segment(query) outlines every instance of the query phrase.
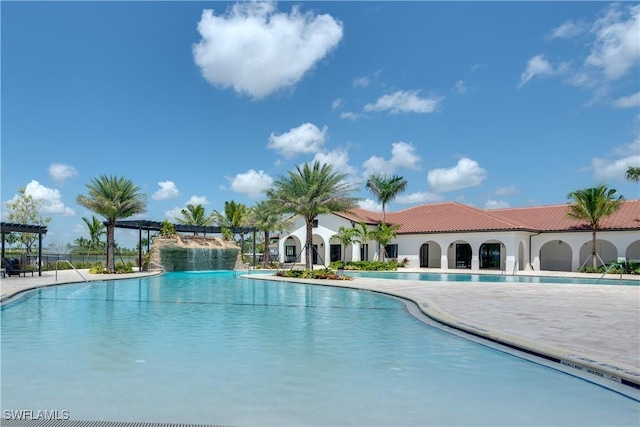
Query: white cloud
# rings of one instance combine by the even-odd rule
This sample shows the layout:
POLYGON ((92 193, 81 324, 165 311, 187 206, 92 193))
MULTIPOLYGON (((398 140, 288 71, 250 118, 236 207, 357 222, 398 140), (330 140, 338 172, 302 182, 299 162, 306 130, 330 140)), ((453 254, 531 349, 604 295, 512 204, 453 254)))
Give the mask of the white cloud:
POLYGON ((313 160, 332 165, 334 172, 345 173, 347 175, 354 175, 356 173, 356 168, 349 165, 349 153, 343 148, 336 148, 327 153, 316 153, 313 160))
POLYGON ((353 81, 353 87, 367 87, 371 84, 369 77, 358 77, 353 81))
POLYGON ((49 176, 59 184, 64 184, 68 178, 77 175, 78 172, 71 165, 64 163, 51 163, 49 165, 49 176))
POLYGON ((230 181, 233 191, 246 194, 252 198, 264 195, 264 191, 273 184, 273 178, 264 173, 264 171, 256 172, 253 169, 245 173, 239 173, 230 181))
POLYGON ((204 78, 255 99, 294 86, 343 35, 330 15, 298 6, 287 14, 262 1, 236 3, 224 16, 205 9, 198 32, 193 58, 204 78))
POLYGON ((160 181, 158 185, 160 188, 151 196, 154 200, 175 199, 180 195, 178 187, 172 181, 160 181))
POLYGON ((331 103, 331 109, 335 110, 336 108, 340 107, 342 104, 343 104, 342 99, 336 98, 331 103))
MULTIPOLYGON (((47 188, 38 181, 32 180, 24 188, 25 196, 31 196, 33 200, 42 200, 41 214, 46 215, 62 215, 72 216, 76 212, 64 205, 60 191, 47 188)), ((16 200, 19 196, 15 195, 12 200, 16 200)))
POLYGON ((585 31, 585 24, 581 22, 573 22, 571 20, 563 23, 559 27, 549 32, 549 39, 570 39, 576 37, 585 31))
MULTIPOLYGON (((184 204, 184 206, 169 209, 164 213, 164 216, 166 219, 173 222, 176 220, 176 218, 182 218, 182 209, 185 209, 187 205, 206 206, 208 204, 209 204, 209 200, 207 199, 206 196, 191 196, 189 197, 189 200, 187 200, 187 202, 184 204)), ((207 214, 207 212, 205 212, 205 214, 207 214)))
POLYGON ((640 137, 630 144, 616 147, 617 158, 594 158, 591 161, 593 176, 599 181, 624 181, 629 166, 640 167, 640 137))
POLYGON ((184 208, 176 207, 176 208, 170 209, 164 213, 164 216, 169 221, 175 222, 177 218, 182 218, 182 209, 184 208))
POLYGON ((638 66, 640 60, 640 6, 610 6, 593 24, 596 40, 585 65, 600 69, 615 80, 638 66))
POLYGON ((383 175, 393 175, 398 168, 419 169, 420 156, 416 154, 416 148, 408 142, 394 142, 391 144, 391 158, 386 160, 382 157, 371 156, 363 163, 364 175, 380 173, 383 175))
POLYGON ((518 194, 518 189, 515 185, 510 185, 508 187, 499 187, 495 191, 496 196, 511 196, 513 194, 518 194))
POLYGON ((419 91, 399 90, 383 95, 374 104, 366 104, 364 111, 390 111, 397 113, 433 113, 444 99, 443 97, 420 98, 419 91))
POLYGON ((268 148, 280 152, 287 159, 301 153, 317 153, 327 139, 327 127, 320 130, 312 123, 304 123, 281 135, 269 136, 268 148))
POLYGON ((191 196, 189 197, 189 200, 187 200, 187 203, 185 203, 185 206, 187 205, 206 206, 208 204, 209 204, 209 200, 207 199, 207 196, 191 196))
POLYGON ((462 158, 451 168, 434 169, 428 172, 427 181, 437 193, 460 190, 480 185, 487 173, 478 162, 462 158))
POLYGON ((518 86, 524 86, 536 76, 553 76, 556 74, 562 74, 566 72, 567 69, 568 65, 566 63, 553 66, 544 58, 544 55, 536 55, 527 61, 527 68, 520 75, 520 84, 518 86))
POLYGON ((502 208, 508 208, 508 207, 509 207, 509 203, 505 202, 504 200, 489 199, 484 204, 485 209, 502 209, 502 208))
POLYGON ((465 93, 467 93, 468 89, 467 89, 467 85, 464 84, 464 81, 462 80, 458 80, 454 85, 453 85, 453 91, 459 95, 464 95, 465 93))
POLYGON ((638 108, 640 107, 640 92, 622 96, 613 101, 612 105, 615 108, 638 108))
POLYGON ((371 199, 360 200, 358 202, 358 207, 371 212, 382 212, 382 203, 378 203, 371 199))
POLYGON ((359 113, 353 113, 351 111, 345 111, 344 113, 340 114, 340 118, 341 119, 348 119, 348 120, 358 120, 360 118, 364 117, 363 114, 359 114, 359 113))
POLYGON ((420 203, 438 202, 442 196, 435 193, 417 192, 411 194, 399 194, 394 201, 405 205, 415 205, 420 203))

Task directions: Retype the entries above exactly, but only from the line containing "Query: white cloud" through the line containing "MULTIPOLYGON (((398 140, 288", both included.

Exercise output:
Query: white cloud
# rings of one instance combine by the even-odd rule
This sample shows the layout:
POLYGON ((92 193, 81 324, 165 311, 187 206, 92 193))
MULTIPOLYGON (((398 140, 288 71, 250 118, 236 207, 357 222, 398 140), (330 140, 338 172, 302 182, 299 162, 306 130, 330 140)), ((453 254, 531 349, 604 295, 512 204, 453 254)))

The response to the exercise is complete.